Exercise details:
Repeat each entry exactly; omit all pictures.

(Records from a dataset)
»»

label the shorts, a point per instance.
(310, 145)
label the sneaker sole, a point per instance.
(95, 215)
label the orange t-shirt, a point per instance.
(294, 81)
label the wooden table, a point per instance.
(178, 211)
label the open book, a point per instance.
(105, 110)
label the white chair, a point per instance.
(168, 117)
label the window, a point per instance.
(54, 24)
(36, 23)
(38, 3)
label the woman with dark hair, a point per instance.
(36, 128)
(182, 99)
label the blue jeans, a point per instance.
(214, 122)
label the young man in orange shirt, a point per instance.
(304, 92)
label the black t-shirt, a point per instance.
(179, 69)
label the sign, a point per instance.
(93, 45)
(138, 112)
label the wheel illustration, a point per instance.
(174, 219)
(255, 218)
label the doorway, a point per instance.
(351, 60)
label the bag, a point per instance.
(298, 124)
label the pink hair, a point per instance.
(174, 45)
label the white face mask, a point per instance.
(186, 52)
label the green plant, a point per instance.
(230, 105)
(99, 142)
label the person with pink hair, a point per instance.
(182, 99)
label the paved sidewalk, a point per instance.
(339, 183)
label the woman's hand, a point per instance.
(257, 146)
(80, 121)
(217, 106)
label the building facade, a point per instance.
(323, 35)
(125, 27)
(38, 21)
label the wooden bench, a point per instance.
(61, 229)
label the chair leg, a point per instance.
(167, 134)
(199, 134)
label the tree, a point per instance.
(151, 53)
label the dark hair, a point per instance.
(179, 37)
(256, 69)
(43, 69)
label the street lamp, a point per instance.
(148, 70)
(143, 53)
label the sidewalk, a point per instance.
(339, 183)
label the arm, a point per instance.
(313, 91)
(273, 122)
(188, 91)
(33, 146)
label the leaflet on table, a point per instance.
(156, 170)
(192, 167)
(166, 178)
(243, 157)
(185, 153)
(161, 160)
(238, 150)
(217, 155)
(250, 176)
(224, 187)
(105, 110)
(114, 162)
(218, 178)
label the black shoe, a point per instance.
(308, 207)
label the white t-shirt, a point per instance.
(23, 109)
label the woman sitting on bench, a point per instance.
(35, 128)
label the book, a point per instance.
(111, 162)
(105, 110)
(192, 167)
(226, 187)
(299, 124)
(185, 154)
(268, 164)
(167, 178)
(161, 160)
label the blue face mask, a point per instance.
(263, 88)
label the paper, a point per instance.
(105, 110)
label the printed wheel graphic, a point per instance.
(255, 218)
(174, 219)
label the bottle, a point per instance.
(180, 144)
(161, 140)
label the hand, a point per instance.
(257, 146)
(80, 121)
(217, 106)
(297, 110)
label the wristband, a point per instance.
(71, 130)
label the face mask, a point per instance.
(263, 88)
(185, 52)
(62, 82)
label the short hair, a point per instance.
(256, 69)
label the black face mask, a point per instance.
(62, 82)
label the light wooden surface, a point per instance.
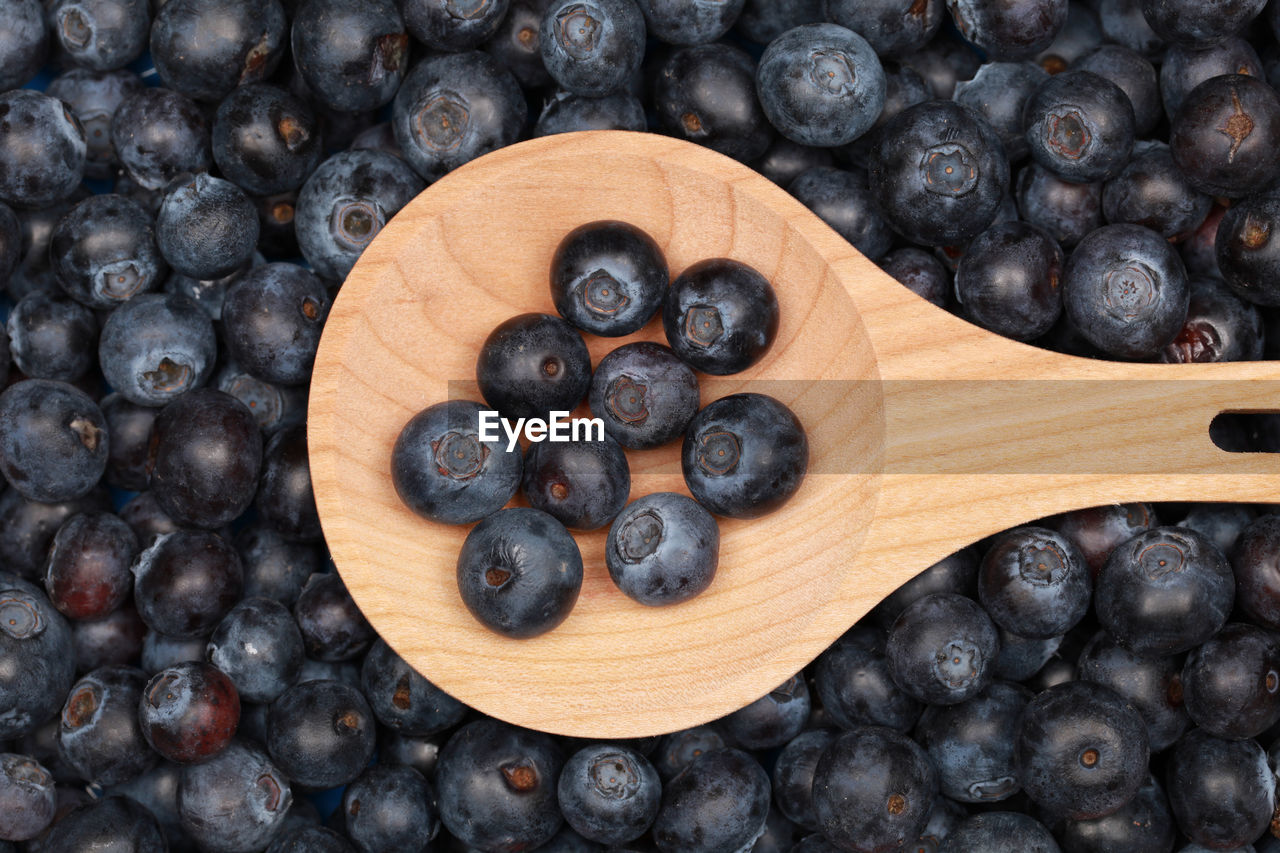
(927, 433)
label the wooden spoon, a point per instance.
(927, 433)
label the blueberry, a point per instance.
(333, 628)
(583, 484)
(274, 406)
(1014, 31)
(391, 807)
(842, 200)
(206, 454)
(972, 743)
(1232, 683)
(265, 140)
(1034, 583)
(1125, 288)
(942, 648)
(402, 699)
(891, 27)
(104, 251)
(721, 315)
(23, 42)
(99, 733)
(662, 548)
(87, 573)
(744, 455)
(53, 441)
(821, 85)
(206, 227)
(516, 42)
(100, 35)
(108, 824)
(1185, 68)
(1134, 74)
(188, 712)
(159, 135)
(520, 573)
(94, 97)
(872, 788)
(531, 365)
(259, 647)
(37, 642)
(236, 801)
(1185, 22)
(1008, 281)
(42, 149)
(1068, 211)
(1151, 191)
(346, 203)
(608, 278)
(938, 173)
(27, 528)
(1079, 126)
(351, 56)
(272, 320)
(566, 113)
(53, 337)
(772, 720)
(1220, 327)
(1000, 833)
(187, 582)
(608, 793)
(1165, 591)
(855, 685)
(1257, 571)
(1082, 751)
(1221, 792)
(1096, 532)
(453, 24)
(452, 108)
(707, 95)
(1224, 136)
(997, 92)
(677, 749)
(1153, 685)
(320, 734)
(919, 272)
(1223, 523)
(27, 797)
(592, 48)
(444, 471)
(497, 787)
(1247, 258)
(1142, 825)
(717, 804)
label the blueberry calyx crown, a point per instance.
(577, 30)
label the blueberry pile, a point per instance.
(520, 570)
(183, 187)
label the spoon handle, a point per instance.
(982, 433)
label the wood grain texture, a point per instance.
(926, 432)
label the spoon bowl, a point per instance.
(926, 434)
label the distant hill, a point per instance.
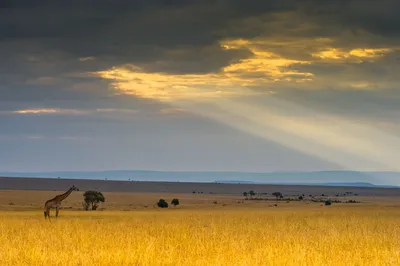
(321, 178)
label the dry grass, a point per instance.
(294, 235)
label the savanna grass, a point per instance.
(325, 236)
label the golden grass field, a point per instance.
(200, 233)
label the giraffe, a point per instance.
(56, 202)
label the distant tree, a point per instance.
(93, 198)
(175, 202)
(162, 203)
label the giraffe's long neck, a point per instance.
(65, 195)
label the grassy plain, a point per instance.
(198, 233)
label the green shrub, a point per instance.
(175, 202)
(162, 203)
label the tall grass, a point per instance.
(325, 236)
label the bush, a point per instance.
(162, 203)
(175, 202)
(92, 198)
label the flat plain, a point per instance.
(207, 228)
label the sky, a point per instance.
(258, 86)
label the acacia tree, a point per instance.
(93, 198)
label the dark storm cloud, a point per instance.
(42, 41)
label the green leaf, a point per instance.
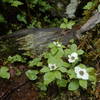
(70, 24)
(41, 86)
(65, 20)
(67, 52)
(45, 69)
(63, 25)
(16, 3)
(55, 60)
(62, 83)
(16, 58)
(22, 18)
(35, 62)
(62, 69)
(31, 74)
(57, 74)
(74, 85)
(71, 73)
(54, 50)
(83, 83)
(60, 53)
(80, 52)
(2, 19)
(4, 72)
(89, 5)
(67, 65)
(92, 78)
(73, 47)
(49, 77)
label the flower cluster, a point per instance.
(52, 66)
(57, 44)
(73, 57)
(81, 73)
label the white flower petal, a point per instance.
(72, 57)
(52, 66)
(84, 75)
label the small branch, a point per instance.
(91, 23)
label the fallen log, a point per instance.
(36, 40)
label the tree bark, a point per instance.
(36, 40)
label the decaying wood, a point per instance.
(36, 40)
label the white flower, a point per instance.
(57, 44)
(81, 73)
(73, 57)
(52, 66)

««

Exercise output:
label the shorts, a point per instance.
(310, 145)
label the sneaker sole, a point per instance.
(95, 215)
label the orange t-shirt, a point per instance.
(294, 81)
label the wooden table, a point per instance.
(178, 211)
label the open book, a point per instance.
(105, 110)
label the white chair, a point per instance.
(168, 117)
label the window, a point per instance.
(54, 24)
(36, 23)
(38, 3)
label the woman with dark hair, a point per instance.
(36, 128)
(182, 99)
label the blue jeans, a point per instance.
(214, 122)
label the young man in orange shirt, a point per instance.
(304, 92)
label the black t-shirt, a point per instance.
(179, 69)
label the sign, a point per instance.
(93, 45)
(138, 112)
label the wheel illustration, a point per instance.
(174, 219)
(255, 218)
label the doorway, a point per instance.
(351, 60)
label the bag, a point per instance.
(298, 124)
label the pink hair, a point per instance.
(174, 45)
label the white face mask, a point per instance.
(186, 52)
label the green plant, a point per instance.
(230, 105)
(99, 142)
label the person with pink hair, a point per instance.
(182, 99)
label the paved sidewalk, a point per instance.
(339, 183)
label the woman's hand, a point per instance.
(257, 146)
(80, 121)
(217, 106)
label the building facade, a point per instance.
(323, 35)
(125, 27)
(38, 21)
label the wooden bench, a point per instance.
(61, 229)
label the chair leg, a point per instance.
(167, 134)
(199, 134)
label the tree, a point per instance.
(151, 53)
label the dark hair, a point per instance.
(179, 37)
(256, 69)
(43, 69)
label the street lamp, a point per instance.
(148, 70)
(143, 53)
label the sidewalk, a point per instance.
(339, 183)
label the arm, a point per instance.
(313, 91)
(273, 122)
(188, 91)
(33, 146)
label the leaflet on table, a point per instance.
(156, 170)
(192, 167)
(166, 178)
(243, 157)
(185, 153)
(161, 160)
(238, 150)
(217, 155)
(250, 176)
(224, 187)
(105, 110)
(114, 162)
(218, 178)
label the black shoe, a point per instance.
(308, 207)
label the white t-shirt, a point per instance.
(23, 109)
label the woman sitting on bench, a point per instance.
(35, 128)
label the book, a point per instance.
(111, 162)
(105, 110)
(192, 167)
(226, 187)
(299, 124)
(185, 154)
(268, 164)
(167, 178)
(161, 160)
label the blue face mask, a point per instance.
(263, 88)
label the paper, a point per instance.
(105, 110)
label the printed wheel graphic, a point per instance.
(255, 218)
(174, 219)
label the bottle, a point per instance.
(180, 144)
(161, 140)
label the hand, a point per instance.
(257, 146)
(80, 121)
(217, 106)
(297, 110)
label the wristband, a point per instance.
(71, 130)
label the face mask, a point per instance.
(263, 88)
(185, 52)
(62, 82)
label the short hair, a point per instance.
(256, 69)
label the black face mask, a point per instance.
(62, 82)
label the light wooden surface, a point per instance.
(927, 433)
label the wooden spoon, a point per instance.
(927, 433)
label the blueberry, a point per instance.
(333, 628)
(583, 484)
(274, 406)
(1014, 31)
(391, 807)
(842, 200)
(206, 454)
(972, 743)
(1232, 683)
(265, 140)
(1034, 583)
(1125, 288)
(942, 648)
(402, 699)
(891, 27)
(104, 251)
(721, 315)
(23, 42)
(99, 733)
(662, 548)
(87, 573)
(744, 455)
(53, 441)
(821, 85)
(206, 227)
(516, 42)
(100, 35)
(108, 824)
(1185, 68)
(1134, 74)
(188, 712)
(159, 135)
(520, 573)
(94, 97)
(872, 788)
(531, 365)
(259, 647)
(37, 642)
(236, 801)
(1185, 22)
(1008, 281)
(42, 149)
(1068, 211)
(1151, 191)
(346, 203)
(608, 278)
(938, 173)
(27, 528)
(1079, 126)
(351, 56)
(272, 320)
(566, 113)
(53, 337)
(772, 720)
(1220, 327)
(1000, 833)
(187, 582)
(608, 793)
(1165, 591)
(855, 685)
(1257, 571)
(1082, 751)
(1221, 792)
(1096, 532)
(453, 24)
(452, 108)
(707, 95)
(1224, 136)
(997, 92)
(677, 749)
(1153, 685)
(320, 734)
(919, 272)
(1223, 523)
(27, 797)
(592, 48)
(444, 471)
(497, 787)
(1247, 258)
(1142, 825)
(717, 804)
label the blueberry calyx crown, a point per instance.
(577, 30)
label the blueberry pile, a point per instance.
(520, 570)
(183, 187)
label the spoon handle, a point per instance.
(982, 433)
label the wood grain texture, a point per instance.
(926, 432)
label the spoon bowl, a point per instance.
(926, 434)
label the distant hill, a point per instance.
(321, 178)
label the dry grass, a point per instance.
(294, 235)
label the savanna grass, a point per instance.
(325, 236)
label the golden grass field, a point per instance.
(200, 233)
label the giraffe, a point per instance.
(56, 202)
label the distant tree, a point per instance.
(93, 198)
(175, 202)
(162, 203)
label the giraffe's long neck, a point per instance.
(65, 195)
label the grassy plain, a point per instance.
(198, 233)
label the green shrub, a point per instance.
(175, 202)
(162, 203)
label the tall grass, a point per instance.
(325, 236)
label the bush, a point per instance.
(162, 203)
(175, 202)
(92, 198)
label the flat plain, a point per instance.
(207, 228)
label the sky, a point per instance.
(258, 86)
label the acacia tree, a point per instance.
(93, 198)
label the dark storm cloud, a point per instance.
(42, 41)
label the green leaf, a point per instance.
(70, 24)
(41, 86)
(65, 20)
(67, 52)
(45, 69)
(63, 25)
(16, 3)
(55, 60)
(62, 83)
(16, 58)
(22, 18)
(35, 62)
(62, 69)
(31, 74)
(57, 74)
(74, 85)
(71, 73)
(54, 50)
(83, 83)
(60, 53)
(80, 52)
(2, 19)
(4, 72)
(89, 5)
(67, 65)
(92, 78)
(73, 47)
(49, 77)
label the flower cluster, a point per instance.
(52, 66)
(57, 44)
(73, 57)
(81, 73)
label the white flower petal, a point per instance.
(72, 57)
(52, 66)
(84, 75)
label the small branch, a point per instance.
(91, 23)
label the fallen log, a point per instance.
(36, 40)
label the tree bark, a point per instance.
(36, 40)
label the decaying wood, a point per instance.
(36, 40)
label the white flower, a point per instance.
(57, 44)
(81, 73)
(73, 57)
(52, 66)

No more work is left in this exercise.